Task to complete
What is needed is the run of lines from the one with "Place one keypoint on each instance of the shrub" through the close of the data, set down exactly.

Natural-language object grounding data
☆ ☆ ☆ ☆ ☆
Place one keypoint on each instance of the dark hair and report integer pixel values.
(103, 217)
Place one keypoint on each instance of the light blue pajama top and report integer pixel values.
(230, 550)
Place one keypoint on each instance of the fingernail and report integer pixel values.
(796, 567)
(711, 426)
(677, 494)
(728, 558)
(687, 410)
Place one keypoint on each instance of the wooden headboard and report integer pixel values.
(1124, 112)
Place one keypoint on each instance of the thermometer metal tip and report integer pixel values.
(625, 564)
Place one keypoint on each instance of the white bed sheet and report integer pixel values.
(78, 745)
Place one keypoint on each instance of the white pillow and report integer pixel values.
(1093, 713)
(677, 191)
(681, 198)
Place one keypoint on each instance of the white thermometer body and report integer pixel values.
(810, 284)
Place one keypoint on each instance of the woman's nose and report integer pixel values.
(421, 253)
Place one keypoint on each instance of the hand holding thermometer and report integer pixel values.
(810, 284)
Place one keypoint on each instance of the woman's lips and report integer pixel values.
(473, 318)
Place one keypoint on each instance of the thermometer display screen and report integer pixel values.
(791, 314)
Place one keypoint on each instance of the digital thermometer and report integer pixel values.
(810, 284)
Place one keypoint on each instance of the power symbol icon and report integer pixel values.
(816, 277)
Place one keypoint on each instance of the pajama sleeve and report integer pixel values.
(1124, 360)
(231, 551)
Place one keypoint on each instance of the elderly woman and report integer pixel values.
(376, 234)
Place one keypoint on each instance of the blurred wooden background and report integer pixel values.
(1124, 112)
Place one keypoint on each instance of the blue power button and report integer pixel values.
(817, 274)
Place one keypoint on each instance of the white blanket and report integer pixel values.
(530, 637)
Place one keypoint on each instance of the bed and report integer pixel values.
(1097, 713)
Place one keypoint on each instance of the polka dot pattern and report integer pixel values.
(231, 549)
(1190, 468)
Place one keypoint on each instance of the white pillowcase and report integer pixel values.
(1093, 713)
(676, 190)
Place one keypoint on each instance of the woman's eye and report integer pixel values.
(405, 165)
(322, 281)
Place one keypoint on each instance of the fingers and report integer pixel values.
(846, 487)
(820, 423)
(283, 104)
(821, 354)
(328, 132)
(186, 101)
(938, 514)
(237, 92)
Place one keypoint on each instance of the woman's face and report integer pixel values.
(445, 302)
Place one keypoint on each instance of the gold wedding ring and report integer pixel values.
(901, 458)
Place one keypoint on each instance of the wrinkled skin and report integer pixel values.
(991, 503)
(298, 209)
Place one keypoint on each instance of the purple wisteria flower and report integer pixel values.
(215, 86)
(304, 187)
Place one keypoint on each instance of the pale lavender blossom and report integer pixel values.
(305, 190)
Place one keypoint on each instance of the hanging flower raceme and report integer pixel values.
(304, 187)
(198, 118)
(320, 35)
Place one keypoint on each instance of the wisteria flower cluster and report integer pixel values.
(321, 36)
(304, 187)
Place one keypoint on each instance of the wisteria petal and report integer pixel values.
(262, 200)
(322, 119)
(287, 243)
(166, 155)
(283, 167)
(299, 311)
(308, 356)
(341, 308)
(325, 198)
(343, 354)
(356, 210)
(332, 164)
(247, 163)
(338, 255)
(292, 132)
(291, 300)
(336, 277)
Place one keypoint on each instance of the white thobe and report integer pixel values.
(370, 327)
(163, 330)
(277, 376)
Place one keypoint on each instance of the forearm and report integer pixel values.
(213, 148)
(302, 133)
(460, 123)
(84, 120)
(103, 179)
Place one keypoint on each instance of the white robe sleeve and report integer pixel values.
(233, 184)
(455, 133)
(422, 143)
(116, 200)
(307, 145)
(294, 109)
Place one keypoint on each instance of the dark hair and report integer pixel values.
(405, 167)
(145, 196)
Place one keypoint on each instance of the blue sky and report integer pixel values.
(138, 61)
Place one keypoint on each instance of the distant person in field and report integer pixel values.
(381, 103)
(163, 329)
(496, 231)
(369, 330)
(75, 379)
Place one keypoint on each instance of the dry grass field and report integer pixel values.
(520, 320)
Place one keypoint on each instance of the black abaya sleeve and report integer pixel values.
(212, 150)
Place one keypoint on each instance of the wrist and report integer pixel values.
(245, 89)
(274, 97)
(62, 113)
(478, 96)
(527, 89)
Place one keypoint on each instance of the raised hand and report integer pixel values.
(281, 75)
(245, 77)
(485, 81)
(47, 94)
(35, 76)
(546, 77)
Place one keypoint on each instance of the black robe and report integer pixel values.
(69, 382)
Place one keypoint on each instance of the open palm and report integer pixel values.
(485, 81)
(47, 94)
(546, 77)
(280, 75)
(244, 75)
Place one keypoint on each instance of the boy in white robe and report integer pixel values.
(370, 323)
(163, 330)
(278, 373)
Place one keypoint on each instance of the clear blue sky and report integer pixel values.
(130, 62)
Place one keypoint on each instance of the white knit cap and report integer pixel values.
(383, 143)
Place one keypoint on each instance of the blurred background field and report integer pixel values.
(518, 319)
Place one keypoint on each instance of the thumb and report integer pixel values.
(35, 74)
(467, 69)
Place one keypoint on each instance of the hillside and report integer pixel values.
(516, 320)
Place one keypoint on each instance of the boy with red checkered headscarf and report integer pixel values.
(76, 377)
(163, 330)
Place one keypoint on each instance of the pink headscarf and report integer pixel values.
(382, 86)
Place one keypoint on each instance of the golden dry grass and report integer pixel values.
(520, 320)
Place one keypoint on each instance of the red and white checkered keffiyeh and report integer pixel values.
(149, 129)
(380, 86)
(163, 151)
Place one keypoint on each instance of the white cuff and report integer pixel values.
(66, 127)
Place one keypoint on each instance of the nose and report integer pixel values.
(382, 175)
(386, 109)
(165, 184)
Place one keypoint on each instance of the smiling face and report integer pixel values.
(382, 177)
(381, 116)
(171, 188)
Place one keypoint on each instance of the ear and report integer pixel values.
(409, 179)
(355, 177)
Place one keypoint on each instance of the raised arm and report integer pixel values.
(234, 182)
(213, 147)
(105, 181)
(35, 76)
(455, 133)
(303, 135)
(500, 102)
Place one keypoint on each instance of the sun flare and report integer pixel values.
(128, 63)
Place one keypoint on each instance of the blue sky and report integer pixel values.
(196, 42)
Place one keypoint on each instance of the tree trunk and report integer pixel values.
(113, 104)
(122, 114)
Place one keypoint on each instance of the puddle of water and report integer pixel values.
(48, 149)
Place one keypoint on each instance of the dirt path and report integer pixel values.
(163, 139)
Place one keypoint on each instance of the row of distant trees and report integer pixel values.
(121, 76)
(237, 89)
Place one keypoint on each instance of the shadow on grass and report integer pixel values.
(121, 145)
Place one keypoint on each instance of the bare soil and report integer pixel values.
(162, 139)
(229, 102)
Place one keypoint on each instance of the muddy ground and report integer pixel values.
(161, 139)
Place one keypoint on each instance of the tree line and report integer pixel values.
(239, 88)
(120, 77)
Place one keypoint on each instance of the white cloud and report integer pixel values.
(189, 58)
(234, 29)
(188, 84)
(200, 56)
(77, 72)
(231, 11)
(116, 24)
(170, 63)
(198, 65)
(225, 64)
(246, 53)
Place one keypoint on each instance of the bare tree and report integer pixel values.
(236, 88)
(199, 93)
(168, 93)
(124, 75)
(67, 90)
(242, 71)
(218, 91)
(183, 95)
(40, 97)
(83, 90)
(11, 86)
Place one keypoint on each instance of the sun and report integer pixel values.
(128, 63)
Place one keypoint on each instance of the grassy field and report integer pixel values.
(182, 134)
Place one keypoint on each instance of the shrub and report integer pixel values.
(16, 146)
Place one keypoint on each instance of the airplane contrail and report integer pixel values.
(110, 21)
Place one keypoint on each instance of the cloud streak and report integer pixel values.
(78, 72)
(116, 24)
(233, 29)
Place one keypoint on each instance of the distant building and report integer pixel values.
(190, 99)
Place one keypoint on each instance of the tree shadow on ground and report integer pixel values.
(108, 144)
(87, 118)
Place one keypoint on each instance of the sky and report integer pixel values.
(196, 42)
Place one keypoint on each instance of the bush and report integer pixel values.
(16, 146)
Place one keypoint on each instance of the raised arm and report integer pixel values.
☆ ☆ ☆ ☆ ☆
Task answer
Place one keypoint on each instance of the shrub and report integer pixel values.
(16, 146)
Place one keypoint on each instance of the airplane contrail and report integer pixel values.
(110, 21)
Place one keypoint on each instance of the cloud streak and report integer pixel values.
(78, 72)
(116, 24)
(233, 29)
Place one keypoint on each instance of the distant building and report integer pixel values.
(190, 99)
Place one keypoint on each instance of the tree shadow on ground and report integer pixel values.
(108, 144)
(87, 118)
Place one keypoint on each instance of the sky and report integer pixel values.
(196, 42)
Place one keypoint on each instance of the bush and report integer pixel values.
(16, 146)
Place one keypoint on each instance of the raised arm and report integer pixel values.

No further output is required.